__Source passage__

-- Opening Marker --

February 13, 2009

Solar power kills bacteria in water

Scientists have improved solar water decontamination techniques in an attempt to reduce the spread of water borne diseases in developing countries.

Solar water disinfection is a simple way to kill bacteria in water. It is used by households in developing countries where safe drinking water is scarce. People fill plastic bottles with water and leave them in sunlight, where the UV radiation and increased water temperature kill the bacteria within six hours. But the method requires strong sunlight and can only treat limited volumes of water.

Water-filled plastic bottles for solar disinfection

Sunlight is used to disinfect water in plastic bottles but can only treat limited volumes


Kevin McGuigan from The Royal College of Surgeons in Ireland, Dublin, and colleagues investigated solar disinfection of Escherichia coli-contaminated water in large volume flow reactors. A pump circulated the water between a holding tank and a glass tube surrounded by solar collectors that focus the sun's energy onto the tube. They found that E. coli inactivation depends on the total dose of sunlight rather than the light's intensity. They also showed that the reactors can be ineffective because the bacteria receive an intermittent dose of radiation as they flow between the dark holding tank and the see-through tube. If the bacteria are not completely inactivated by the sunlight, the dark periods give them time to recover from the radiation damage, making them more resistant when reilluminated.

'For me, the major significance of the research is that these methods can be effective, but recalculating flow through solar disinfection reactors must be carefully designed in order to avoid the possibility of resistant sub-populations of pathogens remaining viable due to incomplete sunlight exposure,' says McGuigan.

-- Closing Marker --

__To do__
1) Reproduce everything in the solar disinfection article from "February 13, 2009" down to "volumes of water.".
2) According to the solar disinfection article, how long does it take for the sunlight in water-filled plastic bottles to kill the bacteria?
3) Using the solar disinfection article, explain why the large-volume flow reactors can be ineffective.

__Provided data__
-- Opening Marker --

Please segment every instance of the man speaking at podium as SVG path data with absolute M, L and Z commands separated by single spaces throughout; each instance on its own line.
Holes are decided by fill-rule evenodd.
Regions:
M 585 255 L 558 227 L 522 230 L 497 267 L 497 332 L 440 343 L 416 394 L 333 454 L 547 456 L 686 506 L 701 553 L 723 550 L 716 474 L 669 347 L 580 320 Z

-- Closing Marker --

__Solution set__
1)
February 13, 2009

Solar power kills bacteria in water

Scientists have improved solar water decontamination techniques in an attempt to reduce the spread of water borne diseases in developing countries.

Solar water disinfection is a simple way to kill bacteria in water. It is used by households in developing countries where safe drinking water is scarce. People fill plastic bottles with water and leave them in sunlight, where the UV radiation and increased water temperature kill the bacteria within six hours. But the method requires strong sunlight and can only treat limited volumes of water.

2) Within six hours.

3) The bacteria get an intermittent dose of radiation as they flow between the dark holding tank and the see-through tube. If the sunlight does not fully inactivate them, the dark periods let them recover from the radiation damage. This makes them more resistant when they are reilluminated.